WORK REQUIRED:
Please retype the records below exactly, from the first line through the line containing "each like (484,226).", and leave out any pictures.

Region pointing data:
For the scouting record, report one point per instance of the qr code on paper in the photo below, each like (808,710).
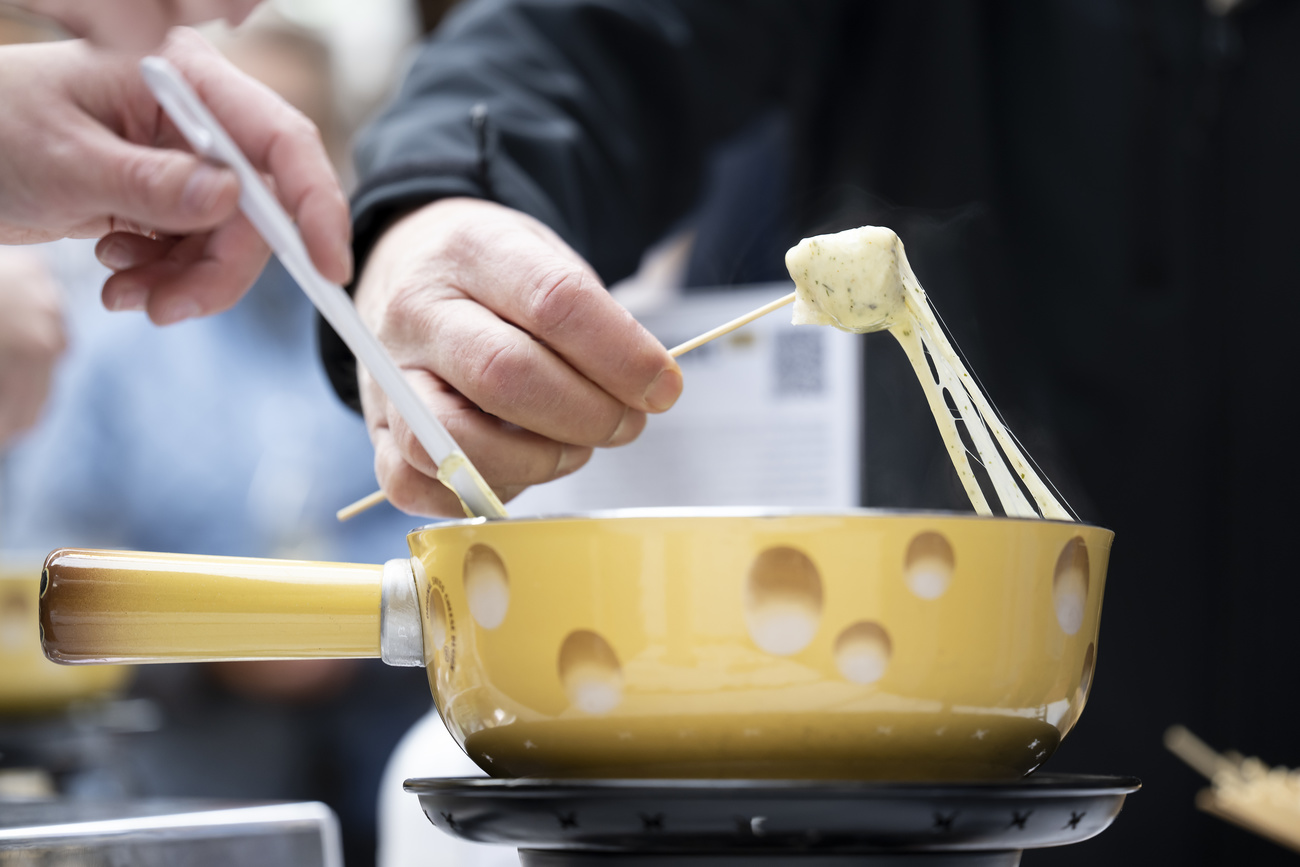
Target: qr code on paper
(800,363)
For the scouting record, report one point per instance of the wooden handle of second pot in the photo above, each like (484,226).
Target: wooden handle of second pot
(135,607)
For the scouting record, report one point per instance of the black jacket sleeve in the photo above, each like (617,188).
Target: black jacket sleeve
(593,116)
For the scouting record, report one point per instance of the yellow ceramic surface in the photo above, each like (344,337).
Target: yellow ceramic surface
(29,683)
(720,644)
(670,642)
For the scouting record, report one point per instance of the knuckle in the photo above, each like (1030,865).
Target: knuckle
(557,297)
(141,177)
(498,363)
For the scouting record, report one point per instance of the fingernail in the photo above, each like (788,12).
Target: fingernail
(129,299)
(177,311)
(571,458)
(203,189)
(115,255)
(664,390)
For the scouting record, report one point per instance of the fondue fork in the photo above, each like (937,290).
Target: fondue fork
(207,137)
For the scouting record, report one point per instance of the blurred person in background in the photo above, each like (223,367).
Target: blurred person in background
(1092,193)
(220,436)
(31,339)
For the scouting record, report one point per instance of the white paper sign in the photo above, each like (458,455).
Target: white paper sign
(770,415)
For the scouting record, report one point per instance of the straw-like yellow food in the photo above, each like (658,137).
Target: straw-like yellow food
(859,281)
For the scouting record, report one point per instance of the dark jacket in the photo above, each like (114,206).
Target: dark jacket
(1099,196)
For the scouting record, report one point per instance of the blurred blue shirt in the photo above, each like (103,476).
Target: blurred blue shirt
(216,436)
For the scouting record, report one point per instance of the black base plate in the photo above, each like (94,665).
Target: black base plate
(783,822)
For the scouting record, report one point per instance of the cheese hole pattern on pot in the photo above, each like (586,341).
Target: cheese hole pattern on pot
(862,651)
(486,586)
(590,672)
(1070,585)
(928,564)
(783,601)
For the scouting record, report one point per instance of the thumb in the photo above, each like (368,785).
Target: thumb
(161,189)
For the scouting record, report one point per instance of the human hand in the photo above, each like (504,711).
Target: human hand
(31,339)
(135,25)
(86,152)
(514,343)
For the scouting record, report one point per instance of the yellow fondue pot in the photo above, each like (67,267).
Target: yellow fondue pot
(663,642)
(29,683)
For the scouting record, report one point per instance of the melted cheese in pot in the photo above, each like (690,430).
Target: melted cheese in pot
(859,281)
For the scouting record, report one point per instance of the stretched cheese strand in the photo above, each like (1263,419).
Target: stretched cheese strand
(861,281)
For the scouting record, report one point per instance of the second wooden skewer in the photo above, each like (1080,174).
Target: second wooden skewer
(371,501)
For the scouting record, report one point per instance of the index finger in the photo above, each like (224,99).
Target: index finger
(278,141)
(540,285)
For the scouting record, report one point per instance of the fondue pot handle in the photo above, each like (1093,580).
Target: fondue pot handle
(139,607)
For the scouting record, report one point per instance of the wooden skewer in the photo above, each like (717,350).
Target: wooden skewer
(371,501)
(727,328)
(351,511)
(1195,753)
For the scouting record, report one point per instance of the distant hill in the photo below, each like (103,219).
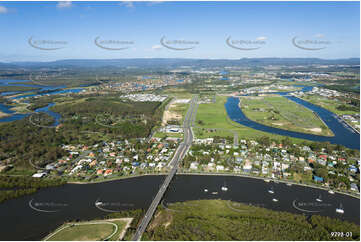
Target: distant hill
(177,62)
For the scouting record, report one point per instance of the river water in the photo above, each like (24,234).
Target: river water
(343,133)
(33,217)
(45,90)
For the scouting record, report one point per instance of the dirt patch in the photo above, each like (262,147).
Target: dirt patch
(170,115)
(3,115)
(316,130)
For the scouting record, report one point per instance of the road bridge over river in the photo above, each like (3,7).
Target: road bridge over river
(174,163)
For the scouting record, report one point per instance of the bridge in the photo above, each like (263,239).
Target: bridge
(173,164)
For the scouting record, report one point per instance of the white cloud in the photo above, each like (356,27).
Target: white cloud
(127,4)
(154,3)
(3,9)
(261,38)
(64,4)
(319,35)
(156,47)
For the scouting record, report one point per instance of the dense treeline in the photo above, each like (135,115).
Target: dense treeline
(110,116)
(22,143)
(222,220)
(17,186)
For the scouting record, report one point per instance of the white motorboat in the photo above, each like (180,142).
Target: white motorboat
(224,188)
(331,192)
(319,199)
(98,203)
(340,209)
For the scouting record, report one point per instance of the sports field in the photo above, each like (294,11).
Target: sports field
(212,116)
(96,230)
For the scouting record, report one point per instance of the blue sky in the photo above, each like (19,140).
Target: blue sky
(206,25)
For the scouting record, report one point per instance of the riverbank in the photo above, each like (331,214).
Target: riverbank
(219,174)
(222,220)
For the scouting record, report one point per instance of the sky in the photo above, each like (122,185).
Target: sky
(48,31)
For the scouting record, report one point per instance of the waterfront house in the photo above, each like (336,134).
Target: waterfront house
(194,166)
(354,187)
(317,179)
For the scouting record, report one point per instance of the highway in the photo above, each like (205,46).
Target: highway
(173,164)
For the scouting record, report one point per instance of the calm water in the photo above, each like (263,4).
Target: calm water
(73,201)
(47,90)
(343,134)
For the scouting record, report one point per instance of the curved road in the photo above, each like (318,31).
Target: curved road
(173,164)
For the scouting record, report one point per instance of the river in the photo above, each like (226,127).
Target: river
(343,134)
(45,90)
(32,217)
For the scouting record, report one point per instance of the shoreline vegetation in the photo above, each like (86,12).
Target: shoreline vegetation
(226,220)
(279,112)
(93,230)
(18,186)
(356,195)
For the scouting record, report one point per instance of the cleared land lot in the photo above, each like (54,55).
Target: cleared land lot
(329,104)
(111,229)
(212,116)
(279,112)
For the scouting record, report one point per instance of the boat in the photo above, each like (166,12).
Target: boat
(340,209)
(331,192)
(319,199)
(98,203)
(224,188)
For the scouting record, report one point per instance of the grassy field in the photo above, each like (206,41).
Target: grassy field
(219,220)
(279,112)
(326,103)
(179,109)
(86,231)
(162,135)
(214,115)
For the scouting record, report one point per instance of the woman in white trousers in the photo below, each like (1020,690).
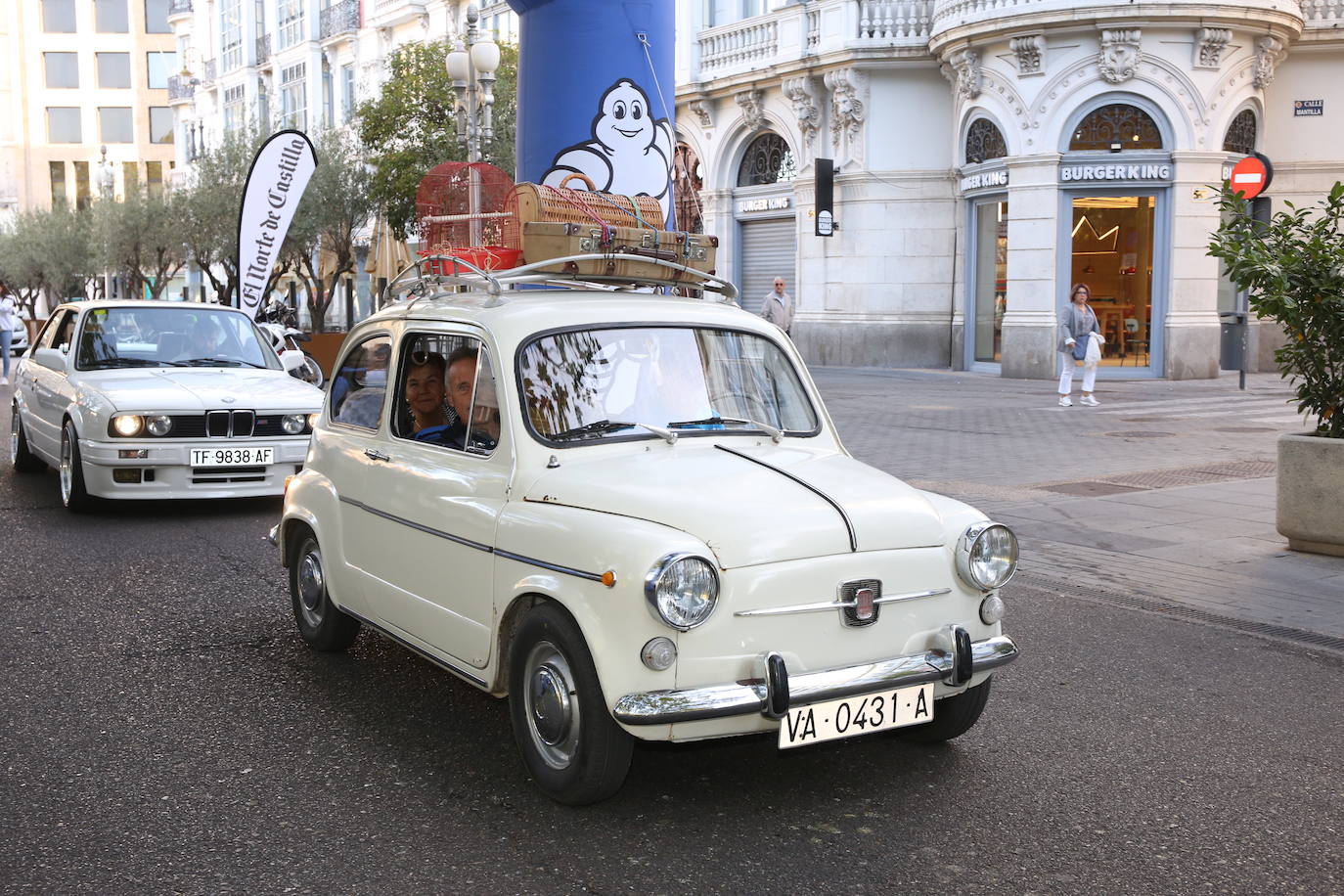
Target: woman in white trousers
(1075,321)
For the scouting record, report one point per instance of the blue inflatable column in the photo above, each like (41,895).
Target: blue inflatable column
(596,94)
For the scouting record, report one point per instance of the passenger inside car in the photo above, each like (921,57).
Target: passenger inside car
(433,420)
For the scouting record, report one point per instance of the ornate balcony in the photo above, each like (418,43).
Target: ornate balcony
(963,22)
(180,89)
(337,19)
(793,35)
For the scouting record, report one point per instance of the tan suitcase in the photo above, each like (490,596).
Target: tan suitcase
(560,204)
(543,241)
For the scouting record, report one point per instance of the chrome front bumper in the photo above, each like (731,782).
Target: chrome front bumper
(776,691)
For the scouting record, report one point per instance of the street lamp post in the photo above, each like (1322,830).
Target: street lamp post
(471,68)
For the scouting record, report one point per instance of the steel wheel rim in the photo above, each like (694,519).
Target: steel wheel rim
(67,468)
(312,589)
(552,704)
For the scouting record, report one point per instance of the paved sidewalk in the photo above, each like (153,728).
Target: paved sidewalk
(1161,497)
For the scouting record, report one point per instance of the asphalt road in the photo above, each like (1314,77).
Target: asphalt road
(162,730)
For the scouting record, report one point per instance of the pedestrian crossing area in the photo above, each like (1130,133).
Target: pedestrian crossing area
(1236,409)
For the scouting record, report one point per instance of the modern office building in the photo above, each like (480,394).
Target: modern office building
(77,76)
(989,155)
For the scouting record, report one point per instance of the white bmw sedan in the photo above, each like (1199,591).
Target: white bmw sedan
(158,400)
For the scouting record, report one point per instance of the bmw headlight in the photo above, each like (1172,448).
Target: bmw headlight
(128,425)
(987,555)
(682,590)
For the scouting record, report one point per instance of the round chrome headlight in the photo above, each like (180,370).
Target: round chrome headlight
(682,590)
(987,555)
(128,425)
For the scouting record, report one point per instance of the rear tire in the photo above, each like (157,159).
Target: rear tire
(322,623)
(953,716)
(573,748)
(21,457)
(72,492)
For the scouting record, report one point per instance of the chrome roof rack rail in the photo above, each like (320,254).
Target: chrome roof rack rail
(417,283)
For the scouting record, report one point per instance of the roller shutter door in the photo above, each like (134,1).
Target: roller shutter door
(769,250)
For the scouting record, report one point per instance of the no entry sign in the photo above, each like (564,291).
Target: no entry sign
(1251,176)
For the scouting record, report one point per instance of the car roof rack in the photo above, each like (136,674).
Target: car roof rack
(414,283)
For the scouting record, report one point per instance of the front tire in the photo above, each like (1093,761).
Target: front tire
(21,456)
(322,623)
(573,748)
(72,492)
(311,371)
(953,716)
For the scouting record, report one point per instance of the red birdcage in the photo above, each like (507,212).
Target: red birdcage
(461,209)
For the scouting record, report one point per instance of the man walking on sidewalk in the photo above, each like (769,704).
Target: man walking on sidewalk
(777,306)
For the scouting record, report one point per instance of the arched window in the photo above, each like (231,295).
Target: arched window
(768,160)
(1129,126)
(984,141)
(1240,133)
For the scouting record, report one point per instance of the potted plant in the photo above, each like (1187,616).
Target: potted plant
(1293,266)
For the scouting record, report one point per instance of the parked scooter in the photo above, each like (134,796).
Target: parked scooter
(279,321)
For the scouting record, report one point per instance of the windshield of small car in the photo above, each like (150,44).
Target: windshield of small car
(189,336)
(584,385)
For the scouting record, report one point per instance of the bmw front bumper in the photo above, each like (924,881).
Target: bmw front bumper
(776,691)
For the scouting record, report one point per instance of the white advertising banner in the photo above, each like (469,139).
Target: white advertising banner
(279,176)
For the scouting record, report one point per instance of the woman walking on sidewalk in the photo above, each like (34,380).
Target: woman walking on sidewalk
(1078,327)
(8,321)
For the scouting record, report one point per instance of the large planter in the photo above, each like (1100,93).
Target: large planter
(1311,493)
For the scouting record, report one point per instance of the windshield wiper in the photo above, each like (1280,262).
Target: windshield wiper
(200,362)
(775,432)
(613,426)
(108,363)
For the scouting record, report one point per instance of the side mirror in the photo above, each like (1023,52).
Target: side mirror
(50,357)
(291,359)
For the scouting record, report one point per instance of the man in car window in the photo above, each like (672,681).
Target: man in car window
(461,384)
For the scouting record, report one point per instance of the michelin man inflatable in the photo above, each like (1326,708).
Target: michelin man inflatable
(613,58)
(631,151)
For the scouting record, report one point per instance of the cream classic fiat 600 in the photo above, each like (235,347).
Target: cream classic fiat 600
(631,515)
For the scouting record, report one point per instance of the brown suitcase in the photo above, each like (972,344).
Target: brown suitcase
(543,241)
(560,204)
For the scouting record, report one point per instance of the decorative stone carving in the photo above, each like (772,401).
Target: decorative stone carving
(1030,50)
(701,113)
(1268,54)
(1118,54)
(753,111)
(1208,46)
(848,108)
(801,92)
(966,65)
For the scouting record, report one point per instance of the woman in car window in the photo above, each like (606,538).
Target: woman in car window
(431,418)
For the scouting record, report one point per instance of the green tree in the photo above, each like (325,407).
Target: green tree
(47,252)
(412,126)
(1293,266)
(141,238)
(320,245)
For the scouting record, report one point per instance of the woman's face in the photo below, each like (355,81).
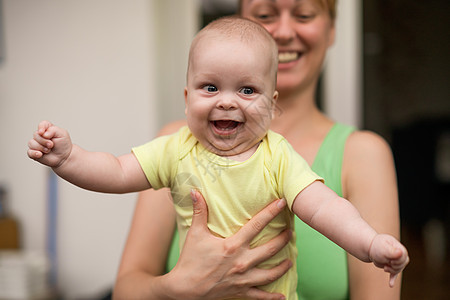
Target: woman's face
(303,31)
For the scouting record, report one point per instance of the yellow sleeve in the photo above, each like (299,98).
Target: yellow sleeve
(292,171)
(158,160)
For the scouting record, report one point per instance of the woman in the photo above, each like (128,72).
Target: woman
(356,164)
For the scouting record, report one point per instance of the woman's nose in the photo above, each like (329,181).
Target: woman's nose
(283,31)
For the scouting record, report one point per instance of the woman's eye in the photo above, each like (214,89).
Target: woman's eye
(210,88)
(247,91)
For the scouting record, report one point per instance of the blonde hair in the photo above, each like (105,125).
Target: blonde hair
(329,5)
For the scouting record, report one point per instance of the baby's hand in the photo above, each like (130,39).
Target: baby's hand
(50,145)
(389,254)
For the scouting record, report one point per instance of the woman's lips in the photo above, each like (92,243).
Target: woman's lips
(285,57)
(288,59)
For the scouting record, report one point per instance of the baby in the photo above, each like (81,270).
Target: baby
(228,153)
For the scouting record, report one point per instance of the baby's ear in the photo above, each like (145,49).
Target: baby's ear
(185,100)
(274,103)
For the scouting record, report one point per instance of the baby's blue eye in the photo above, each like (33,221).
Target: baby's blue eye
(210,88)
(247,91)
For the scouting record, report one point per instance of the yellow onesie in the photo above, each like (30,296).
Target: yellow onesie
(234,191)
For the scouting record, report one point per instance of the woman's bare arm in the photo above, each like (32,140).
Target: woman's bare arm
(369,182)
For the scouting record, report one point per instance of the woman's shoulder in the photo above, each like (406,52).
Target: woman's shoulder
(366,143)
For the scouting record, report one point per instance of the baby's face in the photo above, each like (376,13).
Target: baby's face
(230,94)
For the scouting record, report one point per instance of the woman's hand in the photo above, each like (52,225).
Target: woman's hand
(215,268)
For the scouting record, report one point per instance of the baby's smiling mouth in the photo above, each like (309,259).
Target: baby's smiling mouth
(225,127)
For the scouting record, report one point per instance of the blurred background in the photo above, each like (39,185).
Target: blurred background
(113,72)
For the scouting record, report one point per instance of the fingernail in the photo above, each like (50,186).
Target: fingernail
(193,196)
(281,203)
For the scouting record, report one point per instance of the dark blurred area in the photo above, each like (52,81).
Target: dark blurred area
(407,100)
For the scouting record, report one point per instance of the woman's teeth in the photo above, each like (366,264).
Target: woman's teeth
(285,57)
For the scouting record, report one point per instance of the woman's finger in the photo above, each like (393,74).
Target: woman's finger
(200,211)
(257,223)
(258,277)
(265,251)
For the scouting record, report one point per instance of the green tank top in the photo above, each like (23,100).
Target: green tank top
(321,264)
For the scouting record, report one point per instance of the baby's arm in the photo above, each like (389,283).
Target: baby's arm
(338,219)
(95,171)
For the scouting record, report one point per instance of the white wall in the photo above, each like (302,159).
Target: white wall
(87,66)
(343,68)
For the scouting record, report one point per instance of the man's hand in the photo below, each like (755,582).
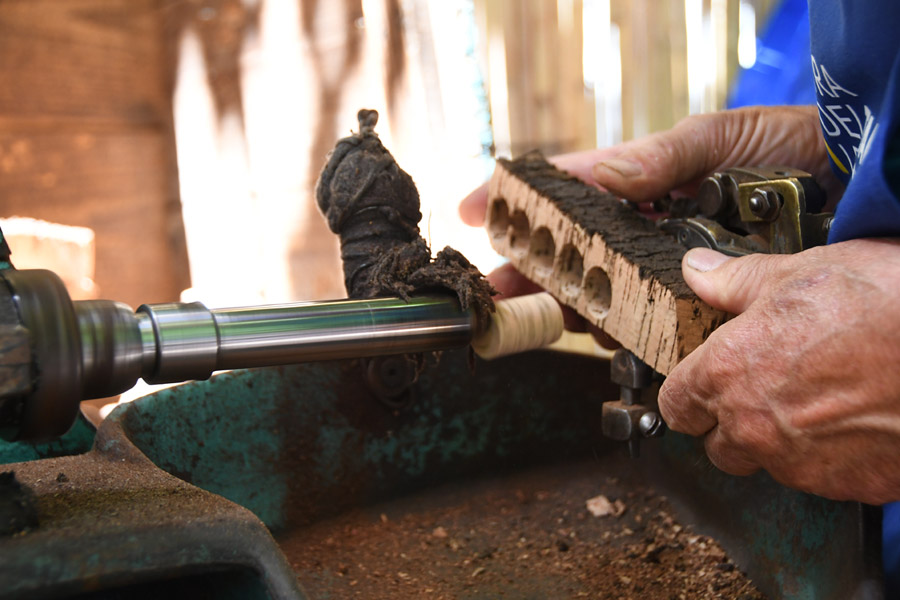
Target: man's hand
(648,168)
(805,382)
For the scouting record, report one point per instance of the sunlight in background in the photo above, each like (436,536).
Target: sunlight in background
(247,179)
(602,70)
(747,36)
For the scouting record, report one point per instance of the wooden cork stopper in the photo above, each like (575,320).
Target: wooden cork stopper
(519,324)
(598,256)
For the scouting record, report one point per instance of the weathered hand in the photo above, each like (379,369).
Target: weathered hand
(648,168)
(805,381)
(678,159)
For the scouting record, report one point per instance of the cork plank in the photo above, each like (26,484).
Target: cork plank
(598,256)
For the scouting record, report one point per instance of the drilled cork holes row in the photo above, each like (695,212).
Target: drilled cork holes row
(565,265)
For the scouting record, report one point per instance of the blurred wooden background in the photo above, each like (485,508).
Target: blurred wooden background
(188,134)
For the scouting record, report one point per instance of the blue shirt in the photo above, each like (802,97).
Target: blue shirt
(855,48)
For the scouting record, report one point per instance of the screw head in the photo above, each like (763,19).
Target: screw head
(765,203)
(711,196)
(651,425)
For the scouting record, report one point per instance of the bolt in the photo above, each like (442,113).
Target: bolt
(651,425)
(765,203)
(711,196)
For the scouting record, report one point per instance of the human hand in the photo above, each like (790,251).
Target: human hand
(648,168)
(805,381)
(678,159)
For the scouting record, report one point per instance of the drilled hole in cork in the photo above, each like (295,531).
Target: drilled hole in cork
(597,292)
(542,249)
(520,232)
(570,270)
(498,218)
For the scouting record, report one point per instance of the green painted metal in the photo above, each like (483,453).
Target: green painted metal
(77,440)
(298,444)
(315,435)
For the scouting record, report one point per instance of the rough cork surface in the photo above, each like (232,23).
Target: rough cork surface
(599,256)
(624,230)
(373,205)
(523,536)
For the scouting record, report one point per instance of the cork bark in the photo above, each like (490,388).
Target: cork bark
(598,256)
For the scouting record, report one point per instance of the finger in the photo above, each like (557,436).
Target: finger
(581,164)
(648,168)
(509,282)
(731,284)
(727,456)
(682,397)
(473,207)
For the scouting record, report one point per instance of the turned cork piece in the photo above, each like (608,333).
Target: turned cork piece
(598,256)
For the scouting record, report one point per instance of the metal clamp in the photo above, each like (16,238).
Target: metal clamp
(629,419)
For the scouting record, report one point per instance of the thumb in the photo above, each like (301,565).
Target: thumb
(727,283)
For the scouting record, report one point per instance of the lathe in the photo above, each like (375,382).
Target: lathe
(176,493)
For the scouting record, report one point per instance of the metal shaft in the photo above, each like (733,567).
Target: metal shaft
(189,341)
(97,348)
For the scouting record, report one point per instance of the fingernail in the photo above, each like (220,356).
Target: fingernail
(704,259)
(622,167)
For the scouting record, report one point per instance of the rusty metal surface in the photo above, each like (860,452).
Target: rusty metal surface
(296,445)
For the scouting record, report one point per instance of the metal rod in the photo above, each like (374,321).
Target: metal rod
(191,341)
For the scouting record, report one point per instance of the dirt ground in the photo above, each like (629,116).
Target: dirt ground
(523,536)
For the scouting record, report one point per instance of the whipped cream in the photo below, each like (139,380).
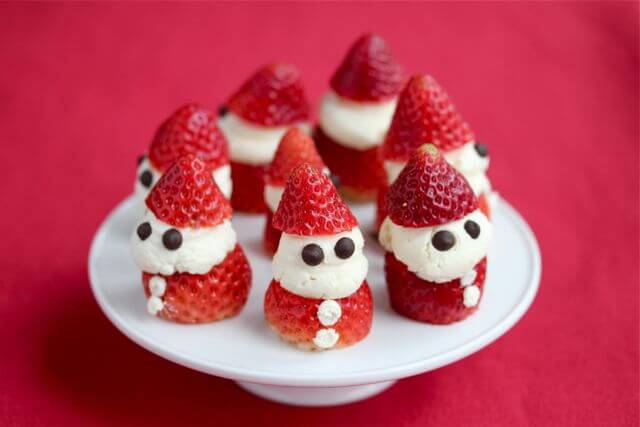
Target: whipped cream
(412,247)
(333,278)
(221,175)
(250,143)
(357,125)
(201,249)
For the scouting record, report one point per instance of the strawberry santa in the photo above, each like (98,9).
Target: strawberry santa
(254,120)
(426,115)
(190,130)
(194,271)
(355,115)
(319,298)
(295,149)
(436,240)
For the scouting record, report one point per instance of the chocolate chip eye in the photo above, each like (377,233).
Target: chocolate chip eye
(172,239)
(344,248)
(472,228)
(144,230)
(443,240)
(481,149)
(312,254)
(146,178)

OUTPUT:
For the scouting record, report one point per instance of the qr code on paper in the photo below, each like (808,710).
Target: qr code on paper
(800,363)
For the scouting record, report one point per instance of the wooden handle of second pot in the photo above, each like (484,226).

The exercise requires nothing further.